Tujuan 1: Dalam kutipan pilihan tentang pemain muda di Piala Eropa, mengapa penulis memusatkan ulasannya pada peran pemain muda di 8 negara yang lolos? Jelaskan dalam satu sampai tiga kalimat.

Kutipan Pilihan:
Ketika Pemain Muda Berbicara

PIALA Eropa kali ini menyajikan banyak kejutan dalam setiap partai yang digelar. Dari sajian final dini yang mempertemukan juara bertahan Spanyol bersua Italy, hingga tim debutan Islandia yang sukses menyingkirkan tim bertabur bintang dari negeri Ratu Elizabeth, Three Lions, Inggris. Sebelumya, Wales juga menunjukkan kualitasnya sebagai tim kuda hitam yang keberadaannya patut diperhitungkan. Pun, Polandia yang sukses memulangkan Granit Xhaka dkk melalui drama titik putih.

Baik, dalam tulisan ini, penulis tidak hendak mengulas sekian kejutan yang terjadi pada partai 16 besar tersebut. Namun, penulis akan mengulas bagaimana 8 negara yang lolos tersebut tidak lepas dari peran apik para pemain mudanya. Ya, dari 8 negara yang lolos, pemain muda kerap kali menjadi pembeda dalam setiap pertandingan. Bahkan, tak jarang, pemain muda menjadi penentu kemenangan negaranya.

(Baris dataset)
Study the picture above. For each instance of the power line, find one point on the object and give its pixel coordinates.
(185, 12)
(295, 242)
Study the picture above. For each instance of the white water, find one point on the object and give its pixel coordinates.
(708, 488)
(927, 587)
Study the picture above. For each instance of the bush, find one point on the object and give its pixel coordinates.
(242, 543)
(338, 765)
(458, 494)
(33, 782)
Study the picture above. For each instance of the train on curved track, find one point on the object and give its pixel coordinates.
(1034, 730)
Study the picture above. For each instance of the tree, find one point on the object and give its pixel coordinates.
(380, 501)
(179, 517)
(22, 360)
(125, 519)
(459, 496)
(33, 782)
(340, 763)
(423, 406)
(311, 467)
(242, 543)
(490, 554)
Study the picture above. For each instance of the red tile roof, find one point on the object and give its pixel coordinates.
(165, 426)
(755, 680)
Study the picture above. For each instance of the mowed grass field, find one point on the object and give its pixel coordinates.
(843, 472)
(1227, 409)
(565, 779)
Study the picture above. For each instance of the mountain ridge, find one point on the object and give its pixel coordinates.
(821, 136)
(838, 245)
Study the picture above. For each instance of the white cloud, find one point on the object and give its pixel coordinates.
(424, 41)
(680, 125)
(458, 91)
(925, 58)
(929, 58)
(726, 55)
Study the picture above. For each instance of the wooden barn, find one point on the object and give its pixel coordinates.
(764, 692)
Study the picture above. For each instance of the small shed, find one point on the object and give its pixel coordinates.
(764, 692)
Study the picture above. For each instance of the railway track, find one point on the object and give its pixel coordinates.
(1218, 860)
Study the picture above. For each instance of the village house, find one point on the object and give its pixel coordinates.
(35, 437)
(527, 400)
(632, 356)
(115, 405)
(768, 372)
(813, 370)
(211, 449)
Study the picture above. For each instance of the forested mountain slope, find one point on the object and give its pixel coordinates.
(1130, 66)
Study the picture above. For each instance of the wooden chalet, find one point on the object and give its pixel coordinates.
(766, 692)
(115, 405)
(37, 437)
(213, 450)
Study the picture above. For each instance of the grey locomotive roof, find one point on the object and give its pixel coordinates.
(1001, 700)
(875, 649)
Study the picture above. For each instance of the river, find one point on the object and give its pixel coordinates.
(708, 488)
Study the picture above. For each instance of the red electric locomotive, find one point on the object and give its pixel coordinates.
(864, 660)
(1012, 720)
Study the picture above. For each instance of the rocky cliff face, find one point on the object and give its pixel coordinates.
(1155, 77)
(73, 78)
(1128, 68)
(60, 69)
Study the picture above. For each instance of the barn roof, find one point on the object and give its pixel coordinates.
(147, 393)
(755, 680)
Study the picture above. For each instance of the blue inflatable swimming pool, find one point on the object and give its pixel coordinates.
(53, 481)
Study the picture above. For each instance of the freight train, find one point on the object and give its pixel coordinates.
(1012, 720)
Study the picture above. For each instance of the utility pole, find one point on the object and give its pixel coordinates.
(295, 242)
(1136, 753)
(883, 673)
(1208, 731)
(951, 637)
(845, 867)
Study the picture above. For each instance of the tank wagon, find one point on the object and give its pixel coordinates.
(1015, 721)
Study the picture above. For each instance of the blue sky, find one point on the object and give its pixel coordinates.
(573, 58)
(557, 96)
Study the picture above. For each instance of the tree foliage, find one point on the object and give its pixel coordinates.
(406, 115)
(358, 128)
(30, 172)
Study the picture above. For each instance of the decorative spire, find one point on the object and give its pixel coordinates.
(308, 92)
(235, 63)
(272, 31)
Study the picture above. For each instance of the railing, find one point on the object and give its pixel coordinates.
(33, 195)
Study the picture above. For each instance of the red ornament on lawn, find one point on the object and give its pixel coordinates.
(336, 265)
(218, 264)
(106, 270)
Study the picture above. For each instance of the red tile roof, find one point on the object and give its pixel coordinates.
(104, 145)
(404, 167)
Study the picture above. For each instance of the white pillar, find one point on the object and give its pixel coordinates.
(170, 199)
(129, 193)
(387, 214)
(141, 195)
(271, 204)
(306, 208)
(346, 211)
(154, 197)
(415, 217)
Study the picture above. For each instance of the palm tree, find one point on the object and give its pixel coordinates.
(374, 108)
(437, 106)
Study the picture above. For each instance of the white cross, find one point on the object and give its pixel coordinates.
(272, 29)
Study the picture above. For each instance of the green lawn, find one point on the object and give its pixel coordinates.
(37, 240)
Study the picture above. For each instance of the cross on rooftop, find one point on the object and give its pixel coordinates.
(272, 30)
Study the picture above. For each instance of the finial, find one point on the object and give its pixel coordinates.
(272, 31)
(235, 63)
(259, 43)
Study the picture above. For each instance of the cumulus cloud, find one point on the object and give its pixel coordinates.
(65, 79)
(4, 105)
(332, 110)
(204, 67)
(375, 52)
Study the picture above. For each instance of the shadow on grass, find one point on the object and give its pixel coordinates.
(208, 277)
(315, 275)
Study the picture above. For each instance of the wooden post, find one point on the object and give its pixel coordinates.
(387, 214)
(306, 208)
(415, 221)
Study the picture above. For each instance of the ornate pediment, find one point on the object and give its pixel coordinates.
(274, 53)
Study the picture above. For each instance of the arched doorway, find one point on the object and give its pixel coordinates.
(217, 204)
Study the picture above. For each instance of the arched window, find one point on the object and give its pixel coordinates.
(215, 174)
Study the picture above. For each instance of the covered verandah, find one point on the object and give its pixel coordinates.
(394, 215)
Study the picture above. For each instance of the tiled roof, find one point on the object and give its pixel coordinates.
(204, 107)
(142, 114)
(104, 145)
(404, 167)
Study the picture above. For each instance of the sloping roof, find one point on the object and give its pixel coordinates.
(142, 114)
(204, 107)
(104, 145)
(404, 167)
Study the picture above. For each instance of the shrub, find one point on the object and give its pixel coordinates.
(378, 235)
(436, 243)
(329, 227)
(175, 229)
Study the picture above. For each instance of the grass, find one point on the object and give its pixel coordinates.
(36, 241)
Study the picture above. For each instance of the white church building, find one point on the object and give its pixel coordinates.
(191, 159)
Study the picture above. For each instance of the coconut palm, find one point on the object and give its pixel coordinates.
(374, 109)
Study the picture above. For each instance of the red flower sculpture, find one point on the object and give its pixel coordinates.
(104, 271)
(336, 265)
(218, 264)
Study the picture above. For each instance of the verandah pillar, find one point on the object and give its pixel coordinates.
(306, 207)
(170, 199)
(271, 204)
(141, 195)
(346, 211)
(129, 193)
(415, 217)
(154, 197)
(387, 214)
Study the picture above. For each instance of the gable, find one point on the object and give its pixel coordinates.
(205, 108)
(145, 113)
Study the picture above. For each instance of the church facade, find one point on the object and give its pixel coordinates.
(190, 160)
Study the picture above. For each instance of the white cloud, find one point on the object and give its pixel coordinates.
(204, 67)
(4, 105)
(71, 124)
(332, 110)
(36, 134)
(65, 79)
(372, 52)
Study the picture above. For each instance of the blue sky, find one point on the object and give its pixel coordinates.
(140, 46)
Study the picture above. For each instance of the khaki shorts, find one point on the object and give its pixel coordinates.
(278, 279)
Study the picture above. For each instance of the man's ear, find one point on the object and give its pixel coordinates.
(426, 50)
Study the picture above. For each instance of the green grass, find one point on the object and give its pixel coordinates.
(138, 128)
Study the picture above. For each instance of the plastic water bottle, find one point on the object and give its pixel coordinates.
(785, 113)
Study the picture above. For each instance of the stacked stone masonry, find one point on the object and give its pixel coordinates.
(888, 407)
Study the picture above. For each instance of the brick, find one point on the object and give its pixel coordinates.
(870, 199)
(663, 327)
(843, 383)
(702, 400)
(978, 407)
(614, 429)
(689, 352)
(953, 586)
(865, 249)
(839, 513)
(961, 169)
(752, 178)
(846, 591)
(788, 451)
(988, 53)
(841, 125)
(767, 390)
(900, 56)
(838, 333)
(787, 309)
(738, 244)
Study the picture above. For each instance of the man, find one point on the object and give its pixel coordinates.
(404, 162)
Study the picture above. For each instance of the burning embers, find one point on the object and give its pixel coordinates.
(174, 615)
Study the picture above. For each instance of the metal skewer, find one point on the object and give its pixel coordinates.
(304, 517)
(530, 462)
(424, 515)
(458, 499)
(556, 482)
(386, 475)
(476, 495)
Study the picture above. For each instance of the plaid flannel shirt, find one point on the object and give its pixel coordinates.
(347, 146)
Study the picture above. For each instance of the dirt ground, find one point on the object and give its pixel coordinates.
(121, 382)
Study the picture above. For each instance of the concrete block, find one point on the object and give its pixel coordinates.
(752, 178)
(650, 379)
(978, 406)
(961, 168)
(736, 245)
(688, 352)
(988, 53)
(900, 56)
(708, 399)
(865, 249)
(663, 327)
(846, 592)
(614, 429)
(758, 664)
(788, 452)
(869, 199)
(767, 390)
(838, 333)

Tujuan 2: Kutip baris-baris daftar, mulai dari baris pertama daftar sampai baris yang memuat "(1034, 730)". Kedua ujungnya ikut disertakan.

Jawaban Akhir 1: Penulis mengulas peran pemain muda karena, dari 8 negara yang lolos, pemain muda kerap kali menjadi pembeda dalam setiap pertandingan. Bahkan, tak jarang mereka menjadi penentu kemenangan negaranya.

Jawaban Akhir 2:
Study the picture above. For each instance of the power line, find one point on the object and give its pixel coordinates.
(185, 12)
(295, 242)
Study the picture above. For each instance of the white water, find one point on the object and give its pixel coordinates.
(708, 488)
(927, 587)
Study the picture above. For each instance of the bush, find one point on the object and give its pixel coordinates.
(242, 543)
(338, 765)
(458, 494)
(33, 782)
Study the picture above. For each instance of the train on curved track, find one point on the object and give its pixel coordinates.
(1034, 730)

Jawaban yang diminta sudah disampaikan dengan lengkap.